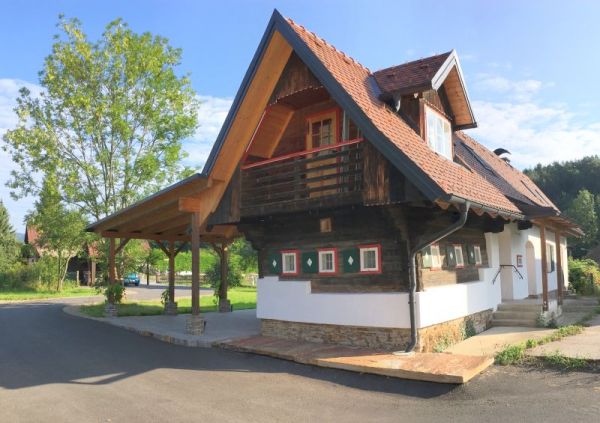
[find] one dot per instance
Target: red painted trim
(459, 266)
(379, 262)
(439, 257)
(297, 255)
(336, 269)
(301, 153)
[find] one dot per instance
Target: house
(378, 221)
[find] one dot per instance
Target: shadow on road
(39, 344)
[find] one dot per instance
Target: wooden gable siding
(295, 77)
(351, 227)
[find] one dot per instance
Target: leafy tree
(583, 211)
(108, 122)
(61, 230)
(9, 246)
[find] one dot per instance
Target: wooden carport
(174, 217)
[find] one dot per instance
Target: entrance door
(531, 273)
(322, 132)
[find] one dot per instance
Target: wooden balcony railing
(318, 174)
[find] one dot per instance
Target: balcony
(321, 177)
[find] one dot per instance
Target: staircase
(517, 313)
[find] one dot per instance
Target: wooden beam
(122, 245)
(195, 263)
(560, 282)
(544, 267)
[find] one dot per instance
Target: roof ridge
(321, 41)
(412, 62)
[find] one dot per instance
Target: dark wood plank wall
(351, 227)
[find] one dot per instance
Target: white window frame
(441, 146)
(324, 253)
(368, 248)
(477, 253)
(436, 258)
(285, 271)
(459, 254)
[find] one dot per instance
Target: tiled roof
(452, 178)
(410, 76)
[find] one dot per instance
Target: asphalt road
(59, 368)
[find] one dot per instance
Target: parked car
(131, 278)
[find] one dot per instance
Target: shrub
(114, 293)
(584, 276)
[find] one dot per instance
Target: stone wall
(379, 338)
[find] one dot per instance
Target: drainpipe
(412, 269)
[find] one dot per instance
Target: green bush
(584, 276)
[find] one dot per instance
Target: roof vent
(502, 152)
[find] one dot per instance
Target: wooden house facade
(377, 220)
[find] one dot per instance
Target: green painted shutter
(471, 254)
(309, 262)
(450, 256)
(426, 256)
(351, 260)
(274, 263)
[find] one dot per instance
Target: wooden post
(195, 263)
(111, 261)
(544, 267)
(93, 273)
(172, 271)
(560, 282)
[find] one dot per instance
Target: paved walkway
(586, 345)
(431, 367)
(219, 326)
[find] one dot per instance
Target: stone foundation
(375, 337)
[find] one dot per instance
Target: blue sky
(530, 66)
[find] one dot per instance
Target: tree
(108, 122)
(583, 211)
(9, 246)
(61, 230)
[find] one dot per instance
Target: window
(460, 261)
(549, 258)
(477, 251)
(370, 258)
(438, 133)
(289, 262)
(328, 261)
(436, 259)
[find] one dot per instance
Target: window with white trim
(327, 261)
(477, 252)
(289, 263)
(460, 261)
(370, 260)
(436, 258)
(438, 133)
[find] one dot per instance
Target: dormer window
(438, 133)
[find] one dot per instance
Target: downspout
(412, 269)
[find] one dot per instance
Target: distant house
(377, 220)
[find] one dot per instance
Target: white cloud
(9, 92)
(535, 133)
(211, 114)
(519, 90)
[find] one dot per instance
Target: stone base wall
(374, 337)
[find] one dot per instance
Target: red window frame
(335, 260)
(379, 262)
(296, 260)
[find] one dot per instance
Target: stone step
(514, 322)
(510, 314)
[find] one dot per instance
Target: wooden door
(322, 131)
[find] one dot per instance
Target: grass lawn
(240, 298)
(20, 294)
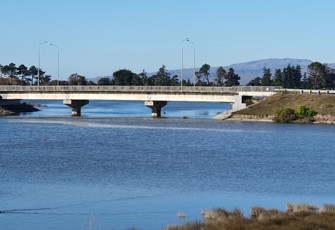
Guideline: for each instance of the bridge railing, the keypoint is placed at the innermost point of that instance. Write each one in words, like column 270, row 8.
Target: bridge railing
column 100, row 88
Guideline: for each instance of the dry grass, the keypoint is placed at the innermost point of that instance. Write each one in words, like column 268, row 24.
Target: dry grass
column 323, row 104
column 297, row 217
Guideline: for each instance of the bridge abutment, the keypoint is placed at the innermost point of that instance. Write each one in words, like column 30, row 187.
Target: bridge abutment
column 76, row 106
column 156, row 107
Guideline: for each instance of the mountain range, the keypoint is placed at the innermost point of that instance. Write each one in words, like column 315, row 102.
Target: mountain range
column 246, row 70
column 252, row 69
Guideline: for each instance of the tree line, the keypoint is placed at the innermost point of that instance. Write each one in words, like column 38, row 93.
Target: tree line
column 22, row 75
column 318, row 76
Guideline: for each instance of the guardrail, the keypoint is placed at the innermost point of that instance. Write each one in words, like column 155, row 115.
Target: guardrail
column 149, row 89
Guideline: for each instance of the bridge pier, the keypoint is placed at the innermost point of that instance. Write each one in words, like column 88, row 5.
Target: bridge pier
column 239, row 102
column 76, row 106
column 156, row 107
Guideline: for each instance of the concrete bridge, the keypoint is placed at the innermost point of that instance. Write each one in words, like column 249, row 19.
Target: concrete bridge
column 154, row 97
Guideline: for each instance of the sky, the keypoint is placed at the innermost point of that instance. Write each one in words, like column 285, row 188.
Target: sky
column 98, row 37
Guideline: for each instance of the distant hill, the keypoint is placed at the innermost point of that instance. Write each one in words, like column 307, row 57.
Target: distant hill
column 252, row 69
column 246, row 70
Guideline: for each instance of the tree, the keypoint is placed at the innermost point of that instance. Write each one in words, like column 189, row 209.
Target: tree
column 125, row 77
column 317, row 75
column 161, row 78
column 278, row 78
column 144, row 77
column 45, row 79
column 232, row 79
column 32, row 72
column 266, row 79
column 291, row 77
column 22, row 70
column 255, row 82
column 76, row 79
column 104, row 81
column 220, row 76
column 204, row 72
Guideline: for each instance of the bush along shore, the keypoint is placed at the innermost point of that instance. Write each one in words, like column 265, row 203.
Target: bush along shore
column 296, row 216
column 290, row 107
column 14, row 109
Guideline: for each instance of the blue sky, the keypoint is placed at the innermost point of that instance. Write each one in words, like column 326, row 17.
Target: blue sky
column 98, row 37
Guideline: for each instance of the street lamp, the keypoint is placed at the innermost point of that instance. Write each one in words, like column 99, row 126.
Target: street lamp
column 58, row 61
column 39, row 62
column 193, row 60
column 182, row 60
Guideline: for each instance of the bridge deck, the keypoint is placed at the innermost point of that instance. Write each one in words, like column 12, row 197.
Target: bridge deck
column 173, row 89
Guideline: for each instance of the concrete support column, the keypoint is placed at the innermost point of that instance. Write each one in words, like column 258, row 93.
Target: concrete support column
column 156, row 107
column 76, row 106
column 238, row 103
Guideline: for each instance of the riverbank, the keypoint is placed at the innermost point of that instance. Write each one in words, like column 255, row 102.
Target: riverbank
column 265, row 110
column 297, row 216
column 6, row 110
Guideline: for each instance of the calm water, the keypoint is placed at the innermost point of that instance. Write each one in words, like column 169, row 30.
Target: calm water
column 117, row 173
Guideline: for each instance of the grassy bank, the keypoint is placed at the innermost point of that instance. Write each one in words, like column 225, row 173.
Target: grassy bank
column 297, row 217
column 323, row 104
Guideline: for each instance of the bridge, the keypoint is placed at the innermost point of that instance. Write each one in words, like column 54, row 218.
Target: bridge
column 154, row 97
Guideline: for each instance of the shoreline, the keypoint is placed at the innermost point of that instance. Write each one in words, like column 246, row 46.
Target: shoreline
column 7, row 110
column 318, row 119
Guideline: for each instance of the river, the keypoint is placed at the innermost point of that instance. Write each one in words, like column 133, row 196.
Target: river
column 117, row 168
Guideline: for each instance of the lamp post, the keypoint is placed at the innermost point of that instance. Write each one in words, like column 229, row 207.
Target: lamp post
column 57, row 62
column 39, row 62
column 193, row 59
column 182, row 60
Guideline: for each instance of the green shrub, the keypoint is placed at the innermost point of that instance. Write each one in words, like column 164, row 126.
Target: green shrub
column 285, row 115
column 303, row 112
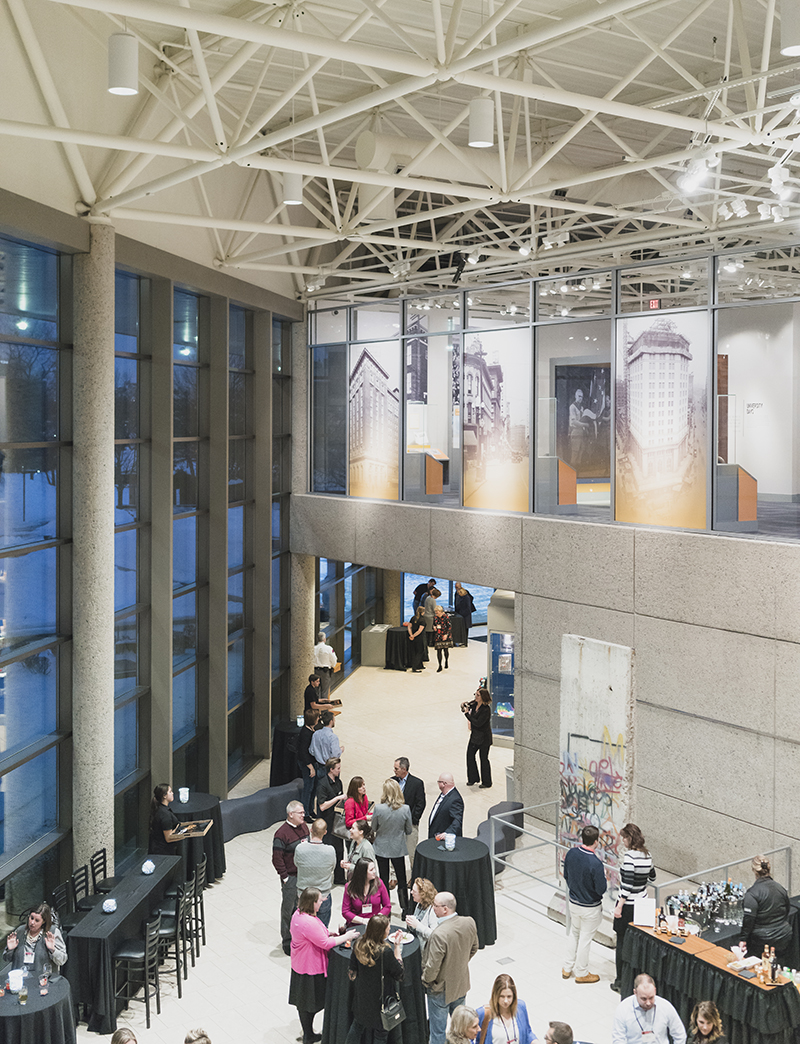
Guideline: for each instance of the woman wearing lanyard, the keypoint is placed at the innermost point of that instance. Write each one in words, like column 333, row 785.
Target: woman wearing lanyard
column 36, row 945
column 504, row 1018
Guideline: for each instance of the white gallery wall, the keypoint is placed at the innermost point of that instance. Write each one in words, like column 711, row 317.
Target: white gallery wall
column 763, row 363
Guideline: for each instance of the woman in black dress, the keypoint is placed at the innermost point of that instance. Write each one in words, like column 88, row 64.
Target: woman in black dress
column 443, row 636
column 478, row 713
column 465, row 607
column 372, row 957
column 416, row 629
column 163, row 822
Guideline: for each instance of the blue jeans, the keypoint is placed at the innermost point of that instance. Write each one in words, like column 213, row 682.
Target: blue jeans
column 309, row 788
column 325, row 911
column 438, row 1012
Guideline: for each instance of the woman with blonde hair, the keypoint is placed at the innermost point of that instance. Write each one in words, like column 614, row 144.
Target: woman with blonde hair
column 392, row 821
column 705, row 1024
column 766, row 920
column 635, row 871
column 423, row 921
column 504, row 1018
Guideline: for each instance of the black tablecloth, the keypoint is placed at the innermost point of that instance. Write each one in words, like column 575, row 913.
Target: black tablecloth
column 202, row 806
column 750, row 1014
column 91, row 944
column 283, row 761
column 467, row 873
column 43, row 1020
column 338, row 1003
column 398, row 649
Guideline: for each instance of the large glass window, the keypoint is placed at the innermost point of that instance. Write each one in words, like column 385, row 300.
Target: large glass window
column 34, row 521
column 281, row 620
column 240, row 709
column 329, row 419
column 190, row 423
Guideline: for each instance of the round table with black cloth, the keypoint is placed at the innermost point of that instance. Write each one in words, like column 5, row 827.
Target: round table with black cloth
column 750, row 1014
column 414, row 1029
column 467, row 873
column 283, row 762
column 202, row 806
column 43, row 1019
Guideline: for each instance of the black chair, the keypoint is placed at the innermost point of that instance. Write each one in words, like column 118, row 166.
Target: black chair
column 84, row 900
column 198, row 908
column 100, row 880
column 64, row 907
column 138, row 959
column 172, row 935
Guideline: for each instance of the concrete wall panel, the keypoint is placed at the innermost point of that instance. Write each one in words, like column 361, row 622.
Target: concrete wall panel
column 685, row 837
column 701, row 670
column 594, row 562
column 786, row 689
column 546, row 620
column 705, row 764
column 323, row 526
column 476, row 547
column 393, row 539
column 716, row 582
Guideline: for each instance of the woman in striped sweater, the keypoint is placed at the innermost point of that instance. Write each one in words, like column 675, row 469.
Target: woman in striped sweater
column 636, row 870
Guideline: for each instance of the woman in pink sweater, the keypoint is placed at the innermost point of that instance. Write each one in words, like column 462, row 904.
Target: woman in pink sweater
column 365, row 895
column 356, row 803
column 310, row 942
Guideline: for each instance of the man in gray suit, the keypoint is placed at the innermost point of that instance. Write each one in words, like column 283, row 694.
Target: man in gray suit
column 445, row 968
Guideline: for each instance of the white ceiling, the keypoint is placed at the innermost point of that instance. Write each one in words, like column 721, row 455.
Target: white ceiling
column 601, row 107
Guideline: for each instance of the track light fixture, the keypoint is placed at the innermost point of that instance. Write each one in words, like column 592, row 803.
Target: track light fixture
column 481, row 123
column 123, row 64
column 292, row 189
column 778, row 179
column 691, row 179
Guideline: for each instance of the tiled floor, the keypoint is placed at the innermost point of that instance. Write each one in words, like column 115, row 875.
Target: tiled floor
column 238, row 990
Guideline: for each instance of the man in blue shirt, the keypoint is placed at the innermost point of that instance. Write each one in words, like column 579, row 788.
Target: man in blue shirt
column 586, row 881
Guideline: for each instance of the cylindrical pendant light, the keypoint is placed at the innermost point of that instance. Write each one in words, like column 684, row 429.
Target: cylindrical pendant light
column 123, row 64
column 481, row 122
column 790, row 27
column 292, row 189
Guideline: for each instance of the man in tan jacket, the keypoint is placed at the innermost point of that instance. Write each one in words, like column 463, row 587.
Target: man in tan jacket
column 445, row 969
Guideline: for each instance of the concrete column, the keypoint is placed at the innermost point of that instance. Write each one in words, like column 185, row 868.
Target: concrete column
column 303, row 637
column 393, row 597
column 93, row 549
column 262, row 484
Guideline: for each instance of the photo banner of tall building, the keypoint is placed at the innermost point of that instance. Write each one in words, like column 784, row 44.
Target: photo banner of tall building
column 374, row 413
column 661, row 425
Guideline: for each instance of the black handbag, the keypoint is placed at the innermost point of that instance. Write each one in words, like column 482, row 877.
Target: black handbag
column 392, row 1011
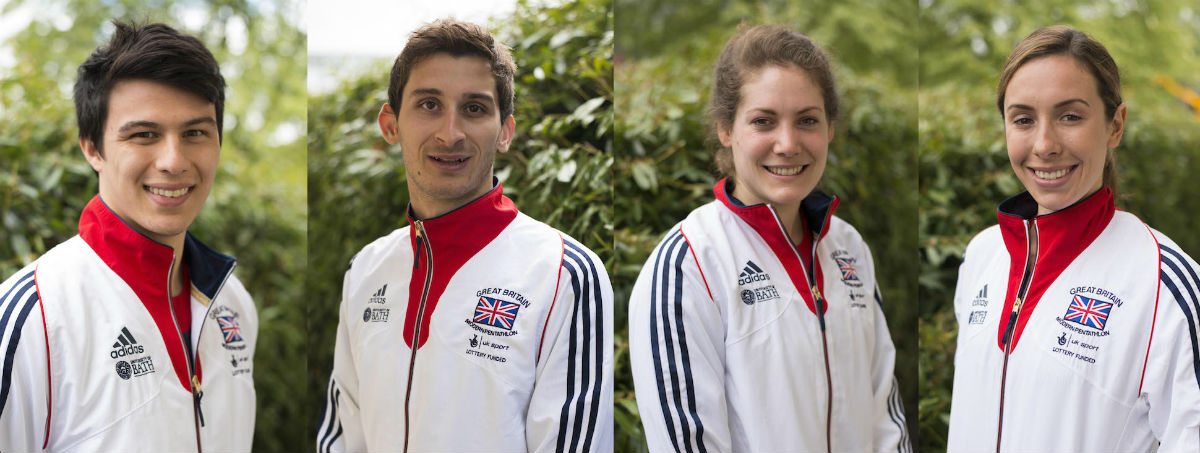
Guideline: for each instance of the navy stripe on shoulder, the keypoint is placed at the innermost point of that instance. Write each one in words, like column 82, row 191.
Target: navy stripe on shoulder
column 16, row 304
column 1175, row 272
column 585, row 259
column 328, row 434
column 666, row 309
column 586, row 343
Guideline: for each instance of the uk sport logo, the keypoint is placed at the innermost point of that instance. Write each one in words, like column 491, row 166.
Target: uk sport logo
column 496, row 313
column 1089, row 312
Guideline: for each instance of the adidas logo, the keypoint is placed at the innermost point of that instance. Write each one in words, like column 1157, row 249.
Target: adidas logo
column 378, row 297
column 125, row 345
column 981, row 299
column 750, row 273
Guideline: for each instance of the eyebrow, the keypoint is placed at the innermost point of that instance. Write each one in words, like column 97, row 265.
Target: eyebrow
column 477, row 96
column 151, row 125
column 801, row 112
column 1023, row 107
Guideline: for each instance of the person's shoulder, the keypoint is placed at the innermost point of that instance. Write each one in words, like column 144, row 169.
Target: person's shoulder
column 18, row 283
column 383, row 247
column 988, row 239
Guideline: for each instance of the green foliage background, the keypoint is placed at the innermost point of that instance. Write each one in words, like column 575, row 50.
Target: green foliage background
column 558, row 169
column 666, row 52
column 257, row 209
column 964, row 163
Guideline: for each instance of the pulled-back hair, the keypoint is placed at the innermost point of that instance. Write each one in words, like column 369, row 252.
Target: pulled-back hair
column 751, row 49
column 1089, row 53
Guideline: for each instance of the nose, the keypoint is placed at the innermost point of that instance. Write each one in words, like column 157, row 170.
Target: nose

- **What you have to do**
Say how many lines in the records include the string "nose", giving the figure by itself.

- **Response area**
2